((

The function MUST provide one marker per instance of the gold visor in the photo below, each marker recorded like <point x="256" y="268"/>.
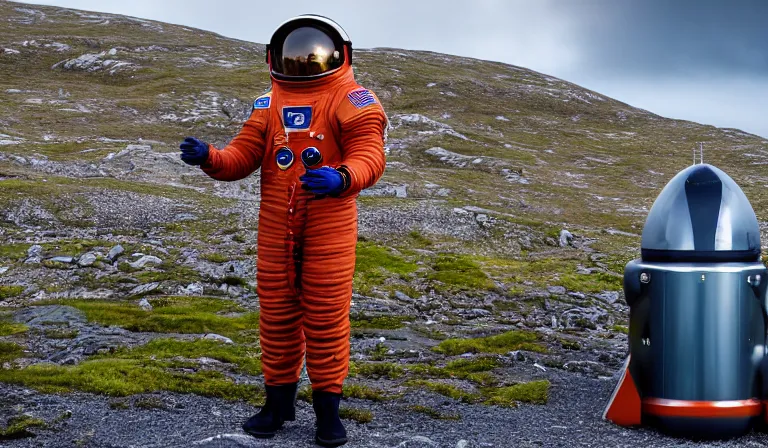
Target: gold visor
<point x="307" y="51"/>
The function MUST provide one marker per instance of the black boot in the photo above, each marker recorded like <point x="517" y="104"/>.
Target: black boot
<point x="330" y="431"/>
<point x="280" y="407"/>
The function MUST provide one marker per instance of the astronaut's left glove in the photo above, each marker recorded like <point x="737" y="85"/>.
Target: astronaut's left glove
<point x="325" y="181"/>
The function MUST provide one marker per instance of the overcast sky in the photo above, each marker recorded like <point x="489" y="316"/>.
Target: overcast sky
<point x="699" y="60"/>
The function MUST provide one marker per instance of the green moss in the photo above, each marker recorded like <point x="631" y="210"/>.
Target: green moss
<point x="620" y="328"/>
<point x="417" y="240"/>
<point x="591" y="283"/>
<point x="445" y="390"/>
<point x="9" y="351"/>
<point x="364" y="392"/>
<point x="8" y="328"/>
<point x="18" y="427"/>
<point x="359" y="415"/>
<point x="13" y="251"/>
<point x="376" y="370"/>
<point x="245" y="358"/>
<point x="434" y="413"/>
<point x="123" y="377"/>
<point x="536" y="392"/>
<point x="503" y="343"/>
<point x="171" y="315"/>
<point x="363" y="321"/>
<point x="459" y="272"/>
<point x="10" y="292"/>
<point x="375" y="264"/>
<point x="215" y="257"/>
<point x="61" y="333"/>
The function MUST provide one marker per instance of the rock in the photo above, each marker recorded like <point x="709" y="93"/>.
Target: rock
<point x="35" y="251"/>
<point x="218" y="337"/>
<point x="87" y="259"/>
<point x="556" y="289"/>
<point x="609" y="296"/>
<point x="403" y="297"/>
<point x="565" y="238"/>
<point x="144" y="289"/>
<point x="145" y="305"/>
<point x="193" y="289"/>
<point x="145" y="260"/>
<point x="115" y="252"/>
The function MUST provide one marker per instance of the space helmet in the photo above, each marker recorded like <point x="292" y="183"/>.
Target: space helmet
<point x="308" y="47"/>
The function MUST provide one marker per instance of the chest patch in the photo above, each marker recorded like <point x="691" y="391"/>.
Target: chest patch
<point x="297" y="118"/>
<point x="361" y="98"/>
<point x="262" y="103"/>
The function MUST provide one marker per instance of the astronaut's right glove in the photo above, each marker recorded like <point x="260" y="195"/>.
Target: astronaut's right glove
<point x="194" y="151"/>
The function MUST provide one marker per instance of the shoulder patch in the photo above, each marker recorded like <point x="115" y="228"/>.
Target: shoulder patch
<point x="262" y="102"/>
<point x="361" y="97"/>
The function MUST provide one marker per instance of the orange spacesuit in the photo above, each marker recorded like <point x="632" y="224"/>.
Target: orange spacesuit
<point x="306" y="242"/>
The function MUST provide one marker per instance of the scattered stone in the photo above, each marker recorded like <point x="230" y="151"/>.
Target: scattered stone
<point x="115" y="252"/>
<point x="145" y="260"/>
<point x="193" y="289"/>
<point x="144" y="289"/>
<point x="565" y="238"/>
<point x="556" y="289"/>
<point x="87" y="259"/>
<point x="218" y="337"/>
<point x="35" y="251"/>
<point x="145" y="305"/>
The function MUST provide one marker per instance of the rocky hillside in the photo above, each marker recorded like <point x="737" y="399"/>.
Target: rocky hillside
<point x="487" y="302"/>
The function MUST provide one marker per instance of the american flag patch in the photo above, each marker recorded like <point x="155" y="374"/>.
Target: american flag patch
<point x="361" y="98"/>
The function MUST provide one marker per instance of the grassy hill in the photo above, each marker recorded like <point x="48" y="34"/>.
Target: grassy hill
<point x="459" y="243"/>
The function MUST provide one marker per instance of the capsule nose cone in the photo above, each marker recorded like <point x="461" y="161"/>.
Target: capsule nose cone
<point x="701" y="215"/>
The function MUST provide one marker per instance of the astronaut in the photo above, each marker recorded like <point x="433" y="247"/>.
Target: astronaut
<point x="318" y="137"/>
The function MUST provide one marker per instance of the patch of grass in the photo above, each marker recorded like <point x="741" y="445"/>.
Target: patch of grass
<point x="591" y="283"/>
<point x="362" y="416"/>
<point x="8" y="328"/>
<point x="171" y="315"/>
<point x="361" y="320"/>
<point x="9" y="351"/>
<point x="18" y="427"/>
<point x="245" y="358"/>
<point x="375" y="264"/>
<point x="502" y="343"/>
<point x="123" y="377"/>
<point x="215" y="257"/>
<point x="417" y="240"/>
<point x="620" y="328"/>
<point x="364" y="392"/>
<point x="434" y="413"/>
<point x="445" y="390"/>
<point x="536" y="392"/>
<point x="459" y="272"/>
<point x="14" y="251"/>
<point x="61" y="333"/>
<point x="10" y="291"/>
<point x="376" y="370"/>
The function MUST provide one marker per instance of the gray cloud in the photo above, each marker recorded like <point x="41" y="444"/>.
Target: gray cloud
<point x="701" y="60"/>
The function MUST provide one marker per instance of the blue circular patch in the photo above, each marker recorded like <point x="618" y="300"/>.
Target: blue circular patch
<point x="284" y="158"/>
<point x="311" y="156"/>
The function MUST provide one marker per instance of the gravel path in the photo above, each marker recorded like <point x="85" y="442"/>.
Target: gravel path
<point x="572" y="418"/>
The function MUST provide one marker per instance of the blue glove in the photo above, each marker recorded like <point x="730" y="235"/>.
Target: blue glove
<point x="325" y="180"/>
<point x="194" y="151"/>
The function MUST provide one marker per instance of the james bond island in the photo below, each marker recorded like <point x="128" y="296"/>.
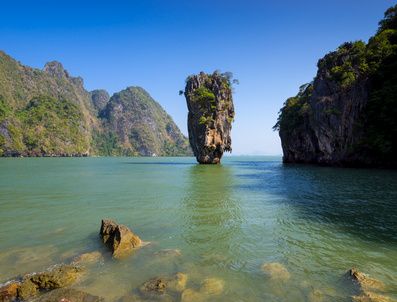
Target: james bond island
<point x="125" y="193"/>
<point x="211" y="113"/>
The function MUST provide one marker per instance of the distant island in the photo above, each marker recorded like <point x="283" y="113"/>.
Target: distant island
<point x="211" y="113"/>
<point x="49" y="113"/>
<point x="347" y="115"/>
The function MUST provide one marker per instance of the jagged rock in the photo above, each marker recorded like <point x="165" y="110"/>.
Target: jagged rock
<point x="346" y="116"/>
<point x="99" y="98"/>
<point x="140" y="126"/>
<point x="211" y="113"/>
<point x="363" y="281"/>
<point x="276" y="271"/>
<point x="27" y="290"/>
<point x="88" y="258"/>
<point x="67" y="295"/>
<point x="118" y="238"/>
<point x="365" y="287"/>
<point x="9" y="291"/>
<point x="212" y="286"/>
<point x="57" y="277"/>
<point x="66" y="120"/>
<point x="55" y="69"/>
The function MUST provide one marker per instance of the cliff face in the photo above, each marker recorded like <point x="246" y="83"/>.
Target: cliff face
<point x="49" y="113"/>
<point x="141" y="126"/>
<point x="211" y="112"/>
<point x="346" y="116"/>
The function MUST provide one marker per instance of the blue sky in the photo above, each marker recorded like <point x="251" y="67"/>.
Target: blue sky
<point x="272" y="47"/>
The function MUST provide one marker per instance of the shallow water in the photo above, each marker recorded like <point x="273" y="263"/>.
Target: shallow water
<point x="226" y="220"/>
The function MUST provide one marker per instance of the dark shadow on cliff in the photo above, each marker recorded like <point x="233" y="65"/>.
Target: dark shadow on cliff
<point x="362" y="202"/>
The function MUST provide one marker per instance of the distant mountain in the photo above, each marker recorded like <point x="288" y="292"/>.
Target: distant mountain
<point x="49" y="113"/>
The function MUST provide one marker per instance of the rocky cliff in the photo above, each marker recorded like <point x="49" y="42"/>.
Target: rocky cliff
<point x="211" y="113"/>
<point x="346" y="116"/>
<point x="140" y="126"/>
<point x="49" y="113"/>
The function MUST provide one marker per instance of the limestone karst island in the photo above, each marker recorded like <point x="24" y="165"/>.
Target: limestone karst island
<point x="209" y="151"/>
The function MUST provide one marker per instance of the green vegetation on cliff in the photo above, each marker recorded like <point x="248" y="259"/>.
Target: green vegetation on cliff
<point x="136" y="124"/>
<point x="49" y="113"/>
<point x="355" y="68"/>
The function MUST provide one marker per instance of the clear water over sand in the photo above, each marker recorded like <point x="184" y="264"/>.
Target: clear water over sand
<point x="226" y="220"/>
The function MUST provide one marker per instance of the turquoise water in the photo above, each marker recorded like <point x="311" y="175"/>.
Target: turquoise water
<point x="226" y="220"/>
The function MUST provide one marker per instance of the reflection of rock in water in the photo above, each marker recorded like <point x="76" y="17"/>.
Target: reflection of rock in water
<point x="29" y="259"/>
<point x="212" y="215"/>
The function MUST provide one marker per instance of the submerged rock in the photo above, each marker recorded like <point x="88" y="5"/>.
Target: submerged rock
<point x="168" y="253"/>
<point x="68" y="295"/>
<point x="371" y="297"/>
<point x="57" y="277"/>
<point x="366" y="287"/>
<point x="88" y="258"/>
<point x="9" y="291"/>
<point x="189" y="295"/>
<point x="118" y="238"/>
<point x="161" y="285"/>
<point x="276" y="271"/>
<point x="211" y="113"/>
<point x="212" y="286"/>
<point x="364" y="281"/>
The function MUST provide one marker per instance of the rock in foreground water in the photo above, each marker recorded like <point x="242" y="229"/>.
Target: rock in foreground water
<point x="9" y="291"/>
<point x="211" y="113"/>
<point x="68" y="295"/>
<point x="161" y="285"/>
<point x="118" y="238"/>
<point x="276" y="271"/>
<point x="57" y="277"/>
<point x="364" y="281"/>
<point x="368" y="288"/>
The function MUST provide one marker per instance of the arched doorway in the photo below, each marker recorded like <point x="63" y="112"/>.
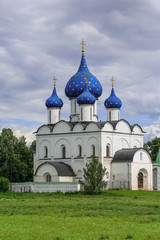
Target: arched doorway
<point x="48" y="178"/>
<point x="155" y="178"/>
<point x="142" y="179"/>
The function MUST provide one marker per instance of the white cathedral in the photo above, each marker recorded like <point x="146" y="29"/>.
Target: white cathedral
<point x="64" y="147"/>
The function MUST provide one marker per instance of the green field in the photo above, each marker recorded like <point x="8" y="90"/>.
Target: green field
<point x="111" y="215"/>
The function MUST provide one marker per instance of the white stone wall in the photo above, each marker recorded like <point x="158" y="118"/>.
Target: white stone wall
<point x="45" y="187"/>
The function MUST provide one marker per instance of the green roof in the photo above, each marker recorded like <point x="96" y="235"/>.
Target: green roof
<point x="157" y="162"/>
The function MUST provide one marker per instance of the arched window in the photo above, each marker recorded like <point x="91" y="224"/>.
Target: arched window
<point x="79" y="151"/>
<point x="48" y="178"/>
<point x="108" y="150"/>
<point x="91" y="114"/>
<point x="63" y="151"/>
<point x="93" y="150"/>
<point x="79" y="174"/>
<point x="140" y="180"/>
<point x="45" y="151"/>
<point x="107" y="175"/>
<point x="49" y="116"/>
<point x="81" y="114"/>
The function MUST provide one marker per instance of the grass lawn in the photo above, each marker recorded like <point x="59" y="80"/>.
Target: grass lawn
<point x="116" y="214"/>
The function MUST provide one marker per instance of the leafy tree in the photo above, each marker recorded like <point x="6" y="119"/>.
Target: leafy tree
<point x="16" y="161"/>
<point x="93" y="175"/>
<point x="152" y="147"/>
<point x="4" y="184"/>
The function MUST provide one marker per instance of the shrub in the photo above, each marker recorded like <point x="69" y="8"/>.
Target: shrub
<point x="4" y="184"/>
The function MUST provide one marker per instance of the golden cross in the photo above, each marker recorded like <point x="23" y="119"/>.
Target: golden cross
<point x="54" y="79"/>
<point x="82" y="43"/>
<point x="112" y="82"/>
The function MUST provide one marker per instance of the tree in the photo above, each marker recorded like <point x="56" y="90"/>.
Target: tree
<point x="93" y="175"/>
<point x="16" y="161"/>
<point x="152" y="147"/>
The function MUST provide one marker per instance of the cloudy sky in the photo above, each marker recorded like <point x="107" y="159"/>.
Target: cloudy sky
<point x="41" y="39"/>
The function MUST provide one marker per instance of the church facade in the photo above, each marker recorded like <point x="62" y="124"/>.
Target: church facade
<point x="64" y="147"/>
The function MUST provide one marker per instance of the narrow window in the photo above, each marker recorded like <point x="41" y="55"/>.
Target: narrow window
<point x="81" y="114"/>
<point x="48" y="178"/>
<point x="45" y="152"/>
<point x="94" y="108"/>
<point x="108" y="150"/>
<point x="90" y="113"/>
<point x="59" y="115"/>
<point x="79" y="151"/>
<point x="49" y="116"/>
<point x="107" y="175"/>
<point x="63" y="152"/>
<point x="109" y="116"/>
<point x="75" y="106"/>
<point x="140" y="180"/>
<point x="93" y="150"/>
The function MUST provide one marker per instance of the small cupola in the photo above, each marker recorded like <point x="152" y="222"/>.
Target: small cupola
<point x="54" y="105"/>
<point x="113" y="105"/>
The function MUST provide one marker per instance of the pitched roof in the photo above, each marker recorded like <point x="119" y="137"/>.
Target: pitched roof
<point x="125" y="154"/>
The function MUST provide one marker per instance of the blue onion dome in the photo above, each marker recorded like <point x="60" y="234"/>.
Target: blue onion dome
<point x="113" y="101"/>
<point x="86" y="97"/>
<point x="54" y="101"/>
<point x="76" y="84"/>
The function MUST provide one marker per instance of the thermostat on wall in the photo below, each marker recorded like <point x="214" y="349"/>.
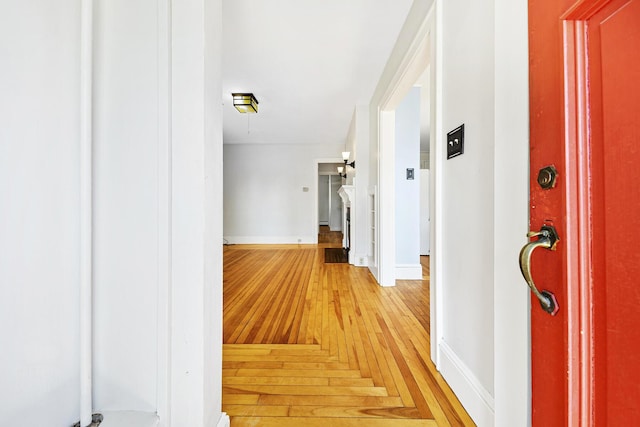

))

### Goal
Pull out every line of the entries above that contains the word "cloudy", copying each one in full.

### Answer in full
The function MUST provide one marker per instance of the cloudy sky in the photo above, each marker recorded like <point x="107" y="159"/>.
Target: cloudy sky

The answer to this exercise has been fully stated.